Referring expression data
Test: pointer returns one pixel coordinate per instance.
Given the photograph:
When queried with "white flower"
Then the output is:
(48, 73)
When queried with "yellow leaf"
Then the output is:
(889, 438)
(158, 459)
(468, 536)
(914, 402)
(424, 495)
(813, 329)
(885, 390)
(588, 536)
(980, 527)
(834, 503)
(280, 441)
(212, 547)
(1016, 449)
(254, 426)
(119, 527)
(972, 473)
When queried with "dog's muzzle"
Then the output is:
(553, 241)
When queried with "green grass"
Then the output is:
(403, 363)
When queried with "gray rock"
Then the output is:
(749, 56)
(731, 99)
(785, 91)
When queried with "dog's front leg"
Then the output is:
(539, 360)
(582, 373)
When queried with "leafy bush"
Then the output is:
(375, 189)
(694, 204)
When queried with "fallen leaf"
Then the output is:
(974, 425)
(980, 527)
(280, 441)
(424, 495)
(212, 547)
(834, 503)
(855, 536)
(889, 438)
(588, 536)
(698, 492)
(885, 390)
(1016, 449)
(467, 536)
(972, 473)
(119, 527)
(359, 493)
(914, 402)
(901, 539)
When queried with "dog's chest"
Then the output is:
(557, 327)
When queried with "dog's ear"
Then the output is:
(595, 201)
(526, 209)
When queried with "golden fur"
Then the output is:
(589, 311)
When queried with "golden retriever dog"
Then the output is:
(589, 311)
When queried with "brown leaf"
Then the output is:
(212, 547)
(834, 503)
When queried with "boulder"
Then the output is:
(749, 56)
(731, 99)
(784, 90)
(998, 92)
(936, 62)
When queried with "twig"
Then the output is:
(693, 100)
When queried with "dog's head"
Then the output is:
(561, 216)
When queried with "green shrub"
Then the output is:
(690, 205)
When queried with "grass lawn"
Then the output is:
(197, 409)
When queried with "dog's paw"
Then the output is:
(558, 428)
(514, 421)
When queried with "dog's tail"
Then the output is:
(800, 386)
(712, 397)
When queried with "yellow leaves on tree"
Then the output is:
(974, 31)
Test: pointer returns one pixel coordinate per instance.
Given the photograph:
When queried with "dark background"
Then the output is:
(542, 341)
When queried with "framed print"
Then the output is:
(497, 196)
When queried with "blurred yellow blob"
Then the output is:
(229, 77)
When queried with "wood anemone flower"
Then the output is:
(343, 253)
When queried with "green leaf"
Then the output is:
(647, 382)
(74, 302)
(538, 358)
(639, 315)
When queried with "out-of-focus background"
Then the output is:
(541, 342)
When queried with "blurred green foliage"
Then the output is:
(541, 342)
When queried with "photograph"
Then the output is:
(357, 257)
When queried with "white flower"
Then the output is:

## [PROBLEM TO SOLVE]
Set down all of the data above again, exactly.

## [EXERCISE RESULT]
Test: pointer returns one pixel coordinate per instance.
Given the photograph:
When queried with "white flower"
Then the output is:
(48, 73)
When queried with "yellow leaf"
Then the output is:
(889, 438)
(158, 459)
(468, 536)
(914, 402)
(424, 495)
(813, 329)
(885, 390)
(588, 536)
(980, 527)
(834, 503)
(280, 441)
(212, 547)
(1016, 449)
(254, 426)
(119, 527)
(972, 473)
When queried with "dog's muzzle"
Then the output is:
(553, 241)
When queried with "green grass"
Then the output is:
(403, 363)
When queried with "gray rock"
Then the output is:
(749, 56)
(731, 99)
(785, 91)
When queried with "dog's front leg"
Then the output is:
(539, 360)
(582, 373)
When queried with "leafy bush"
Then the output is:
(375, 189)
(694, 204)
When queried with "fallen leaf"
Then the output is:
(974, 425)
(980, 527)
(280, 441)
(424, 495)
(212, 547)
(834, 503)
(855, 536)
(889, 438)
(588, 536)
(698, 492)
(885, 390)
(1016, 449)
(467, 536)
(972, 473)
(119, 527)
(359, 493)
(914, 402)
(901, 539)
When queried with "dog's chest"
Then the output is:
(557, 327)
When queried with "dog's ear"
Then the output is:
(595, 201)
(526, 209)
When queried with "golden fur"
Then the output is:
(589, 311)
When queried with "golden retriever dog"
Then the output is:
(589, 311)
When queried with "brown leaf"
Then the output is:
(212, 547)
(834, 503)
When queried with "boulder"
Then the output is:
(749, 56)
(731, 99)
(784, 90)
(998, 92)
(936, 62)
When queried with "twig"
Then the output is:
(693, 100)
When queried with "dog's head"
Then the output is:
(561, 216)
When queried with "green shrub"
Then the output is:
(690, 205)
When queried with "grass lawn"
Then the output is:
(197, 409)
When queried with "dog's paw"
Then the output is:
(558, 428)
(514, 421)
When queried with "dog's tail"
Then the output is:
(800, 386)
(712, 397)
When queried with "yellow leaves on tree"
Then the output is:
(974, 31)
Test: pointer returns one pixel coordinate per instance.
Given the photograph:
When queried with "dark background"
Then the output is:
(542, 341)
When queried with "framed print"
Then the output is:
(497, 196)
When queried with "blurred yellow blob"
Then the output is:
(229, 77)
When queried with "wood anemone flower"
Then the output is:
(343, 253)
When queried with "green leaf"
Then the output is:
(647, 382)
(74, 302)
(538, 358)
(639, 315)
When queried with "out-of-focus background"
Then the output is:
(541, 342)
When queried with "blurred green foliage"
Then the output is:
(541, 342)
When queried with "photograph"
Then the output is:
(357, 257)
When queried with "white flower"
Then the output is:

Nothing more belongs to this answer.